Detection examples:
begin

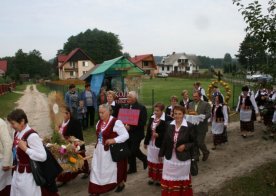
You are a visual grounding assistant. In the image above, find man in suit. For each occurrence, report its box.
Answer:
[126,91,147,174]
[189,91,211,161]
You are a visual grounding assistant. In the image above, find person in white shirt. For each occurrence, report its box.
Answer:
[0,118,12,196]
[88,104,129,195]
[211,95,228,150]
[236,86,259,138]
[8,109,58,196]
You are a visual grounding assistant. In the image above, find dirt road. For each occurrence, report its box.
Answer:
[15,86,276,196]
[17,85,51,137]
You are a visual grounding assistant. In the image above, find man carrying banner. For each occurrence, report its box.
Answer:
[125,91,147,174]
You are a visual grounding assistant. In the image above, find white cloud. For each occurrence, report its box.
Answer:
[0,0,270,59]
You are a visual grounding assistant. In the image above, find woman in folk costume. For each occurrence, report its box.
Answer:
[179,90,193,111]
[8,109,58,196]
[0,118,12,196]
[236,86,259,138]
[88,104,129,195]
[159,106,195,196]
[106,91,121,118]
[165,96,178,120]
[57,107,89,187]
[211,95,228,150]
[144,103,167,186]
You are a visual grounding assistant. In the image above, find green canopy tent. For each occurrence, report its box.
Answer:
[84,56,144,95]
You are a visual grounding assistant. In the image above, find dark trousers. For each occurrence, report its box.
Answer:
[128,136,147,172]
[79,118,88,130]
[86,106,95,127]
[195,129,209,158]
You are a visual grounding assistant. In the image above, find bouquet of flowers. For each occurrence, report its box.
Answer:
[43,131,85,172]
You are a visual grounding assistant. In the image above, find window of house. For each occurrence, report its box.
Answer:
[143,61,149,66]
[82,61,88,67]
[70,61,76,68]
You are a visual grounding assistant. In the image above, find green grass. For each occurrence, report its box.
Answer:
[209,161,276,196]
[36,84,51,95]
[83,127,96,145]
[140,78,241,111]
[0,84,27,118]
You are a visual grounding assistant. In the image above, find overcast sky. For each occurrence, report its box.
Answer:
[0,0,267,60]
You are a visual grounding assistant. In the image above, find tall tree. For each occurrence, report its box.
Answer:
[223,53,232,73]
[236,34,267,72]
[58,29,123,63]
[233,0,276,77]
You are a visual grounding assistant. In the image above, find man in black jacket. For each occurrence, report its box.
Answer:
[126,91,147,174]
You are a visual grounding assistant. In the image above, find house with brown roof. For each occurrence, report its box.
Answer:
[0,60,8,76]
[129,54,157,76]
[158,52,199,74]
[58,48,95,80]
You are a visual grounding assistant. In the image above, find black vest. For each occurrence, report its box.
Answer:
[212,105,224,122]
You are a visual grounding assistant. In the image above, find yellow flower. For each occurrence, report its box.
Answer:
[69,157,77,163]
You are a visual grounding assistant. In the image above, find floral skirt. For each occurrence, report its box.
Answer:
[161,178,193,196]
[240,120,254,132]
[148,161,163,181]
[213,128,228,146]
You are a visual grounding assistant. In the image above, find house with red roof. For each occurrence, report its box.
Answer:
[0,60,8,76]
[130,54,157,76]
[57,48,95,80]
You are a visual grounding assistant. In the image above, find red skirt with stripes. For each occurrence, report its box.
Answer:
[0,185,11,196]
[161,178,193,196]
[88,160,127,194]
[148,161,163,181]
[56,152,89,183]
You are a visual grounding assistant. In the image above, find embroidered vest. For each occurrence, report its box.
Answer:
[13,129,36,173]
[239,96,252,110]
[96,118,118,151]
[212,105,224,123]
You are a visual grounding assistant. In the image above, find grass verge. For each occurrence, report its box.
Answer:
[209,161,276,196]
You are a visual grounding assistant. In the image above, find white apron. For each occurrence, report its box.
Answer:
[272,111,276,123]
[147,140,162,164]
[0,159,12,191]
[212,120,224,134]
[240,109,252,122]
[90,143,117,185]
[162,149,191,181]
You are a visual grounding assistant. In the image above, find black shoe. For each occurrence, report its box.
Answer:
[127,170,137,174]
[81,174,89,179]
[155,182,161,186]
[202,152,210,161]
[57,182,66,188]
[143,161,148,169]
[115,185,125,193]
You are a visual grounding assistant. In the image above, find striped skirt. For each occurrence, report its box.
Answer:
[240,120,254,132]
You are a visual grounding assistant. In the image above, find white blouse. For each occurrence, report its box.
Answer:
[96,116,129,143]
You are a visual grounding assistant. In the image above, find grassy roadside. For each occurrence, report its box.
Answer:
[208,161,276,196]
[0,83,28,118]
[36,84,51,95]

end

▶ Exercise requirements: Copy out the lines of the listing above, starting at the line that contains "tree. For each occurrence, report its box." and ending at the line that contains "[212,105,224,122]", with both of those lines included.

▶ Full output:
You are a visual grounding assistant. In the image above, find tall tree. For each occurrence, report its box.
Answer:
[223,53,232,73]
[236,34,267,72]
[58,29,123,63]
[233,0,276,77]
You are a visual grounding assistant. In the image above, find man in black jacket. For each occurrence, report its box.
Answer:
[126,91,147,174]
You are a visual grounding assistant. In the image above, find house with brown roof. For each occurrence, report its box.
Answer:
[0,60,8,76]
[129,54,157,76]
[158,52,199,74]
[58,48,95,80]
You are a visual grounding assistant. In the image above, find black vest. For each occurrence, report its box.
Answer:
[212,105,224,122]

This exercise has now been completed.